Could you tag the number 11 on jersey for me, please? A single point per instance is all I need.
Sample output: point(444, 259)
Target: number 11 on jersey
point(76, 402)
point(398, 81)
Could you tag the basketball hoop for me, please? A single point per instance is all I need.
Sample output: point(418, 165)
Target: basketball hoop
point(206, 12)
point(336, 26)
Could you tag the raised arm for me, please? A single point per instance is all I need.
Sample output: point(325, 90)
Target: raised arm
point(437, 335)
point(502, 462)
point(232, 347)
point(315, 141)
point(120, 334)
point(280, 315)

— Work item —
Output all entries again exactly; no line may be altered.

— Reply —
Could you tag the number 11 on jersey for me, please? A single point per instance is all I need.
Sample output: point(444, 259)
Target: number 11 on jersey
point(76, 402)
point(398, 81)
Could you tag the basketball hoop for me, please? A single point per instance is all I need.
Sample output: point(418, 165)
Target: basketball hoop
point(206, 12)
point(336, 26)
Could you tag the raised arm for me, please? A single point per instance is all I need.
Sample output: point(325, 90)
Target: raised arm
point(437, 335)
point(502, 462)
point(232, 347)
point(315, 141)
point(120, 334)
point(280, 315)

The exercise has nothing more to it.